▸ TEXT TO READ:
------

Maine's Statewide Forest Assessment and Strategy

Maine submitted its State Forest Assessment and Strategies to the USDA Forest Service on June 16, 2010.

  • Executive Summary (pdf | 2 MB)
  • Full State Assessment and Strategies (pdf | 9 MB)

The 2008 Farm Bill requires states to complete state forest assessments and resource strategies as a condition of receiving federal funds to support state forestry programs. The planning process has three components:

  1. Statewide Assessment of Forest Resources: provides an analysis of forest conditions and trends in the state and delineates priority rural and urban forest landscape areas.
  2. Statewide Forest Resource Strategy: provides long-term strategies for investing state, federal, and other resources to manage priority landscapes identified in the assessment, focusing where federal investment can most effectively stimulate or leverage desired action and engage multiple partners.
  3. Annual Report on Use of Funds: describes how federal funds were used to address the assessment and strategy, including the leveraging of funding and resources through partnerships, for any given fiscal year.

------

▸ RECORD SET:

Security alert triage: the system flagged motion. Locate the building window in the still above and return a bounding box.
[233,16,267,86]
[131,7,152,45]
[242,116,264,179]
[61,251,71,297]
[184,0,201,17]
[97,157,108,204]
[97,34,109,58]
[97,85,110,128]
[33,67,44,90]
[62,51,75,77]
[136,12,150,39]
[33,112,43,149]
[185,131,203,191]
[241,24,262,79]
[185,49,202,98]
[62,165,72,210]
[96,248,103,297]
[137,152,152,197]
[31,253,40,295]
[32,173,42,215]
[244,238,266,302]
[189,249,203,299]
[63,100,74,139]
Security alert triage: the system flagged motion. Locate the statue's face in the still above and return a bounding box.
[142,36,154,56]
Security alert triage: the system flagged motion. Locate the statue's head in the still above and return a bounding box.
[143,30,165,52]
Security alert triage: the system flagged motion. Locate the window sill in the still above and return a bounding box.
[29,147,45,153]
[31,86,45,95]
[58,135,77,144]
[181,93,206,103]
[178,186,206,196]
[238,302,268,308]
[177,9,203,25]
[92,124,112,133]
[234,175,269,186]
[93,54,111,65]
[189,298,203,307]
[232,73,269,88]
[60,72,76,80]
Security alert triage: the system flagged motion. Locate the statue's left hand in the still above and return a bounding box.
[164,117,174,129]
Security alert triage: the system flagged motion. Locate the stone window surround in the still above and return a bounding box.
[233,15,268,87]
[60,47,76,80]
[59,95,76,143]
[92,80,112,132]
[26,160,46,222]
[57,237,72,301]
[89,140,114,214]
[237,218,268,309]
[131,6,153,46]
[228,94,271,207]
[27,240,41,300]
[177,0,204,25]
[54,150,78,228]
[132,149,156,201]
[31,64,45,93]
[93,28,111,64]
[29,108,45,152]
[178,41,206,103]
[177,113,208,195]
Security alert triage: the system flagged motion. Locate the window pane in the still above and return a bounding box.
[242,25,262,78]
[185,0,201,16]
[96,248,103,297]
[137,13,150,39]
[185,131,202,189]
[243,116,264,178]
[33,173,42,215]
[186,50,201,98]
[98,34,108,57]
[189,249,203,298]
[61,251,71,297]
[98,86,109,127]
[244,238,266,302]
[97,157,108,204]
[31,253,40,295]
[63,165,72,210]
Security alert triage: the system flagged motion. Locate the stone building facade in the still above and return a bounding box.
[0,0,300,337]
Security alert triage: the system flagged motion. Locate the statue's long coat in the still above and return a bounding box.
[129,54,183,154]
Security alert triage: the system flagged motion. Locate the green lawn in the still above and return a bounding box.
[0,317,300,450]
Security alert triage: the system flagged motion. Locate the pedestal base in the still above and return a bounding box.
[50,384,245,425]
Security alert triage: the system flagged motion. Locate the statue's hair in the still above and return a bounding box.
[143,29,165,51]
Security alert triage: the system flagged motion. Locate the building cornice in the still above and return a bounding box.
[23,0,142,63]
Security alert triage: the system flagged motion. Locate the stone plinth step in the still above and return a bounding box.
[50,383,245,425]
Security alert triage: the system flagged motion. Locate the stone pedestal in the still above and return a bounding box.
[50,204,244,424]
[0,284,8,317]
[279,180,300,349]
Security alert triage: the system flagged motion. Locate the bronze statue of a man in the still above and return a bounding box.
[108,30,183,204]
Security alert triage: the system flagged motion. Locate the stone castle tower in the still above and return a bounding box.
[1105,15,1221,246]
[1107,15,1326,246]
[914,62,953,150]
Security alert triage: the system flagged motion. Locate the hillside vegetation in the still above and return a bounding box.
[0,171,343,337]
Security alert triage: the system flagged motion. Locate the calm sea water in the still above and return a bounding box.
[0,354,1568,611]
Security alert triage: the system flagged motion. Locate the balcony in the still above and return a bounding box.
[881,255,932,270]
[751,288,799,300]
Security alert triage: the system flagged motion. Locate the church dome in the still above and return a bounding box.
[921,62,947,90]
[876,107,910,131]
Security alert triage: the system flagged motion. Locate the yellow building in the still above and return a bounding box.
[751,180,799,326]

------

▸ TASK REQUIREMENTS:
• a. According to the text on Maine's forest assessment, on what date did Maine submit its State Forest Assessment and Strategies to the USDA Forest Service?
• b. Reproduce the passage of the text on Maine's forest assessment from "Maine submitted its" up to and including "(pdf | 9 MB)", substituting "U.S. Forest Service" for "USDA Forest Service".
The records are not required for this work.

▸ EXERCISE RESULTS:
• a. June 16, 2010.

• b.
Maine submitted its State Forest Assessment and Strategies to the U.S. Forest Service on June 16, 2010.

  • Executive Summary (pdf | 2 MB)
  • Full State Assessment and Strategies (pdf | 9 MB)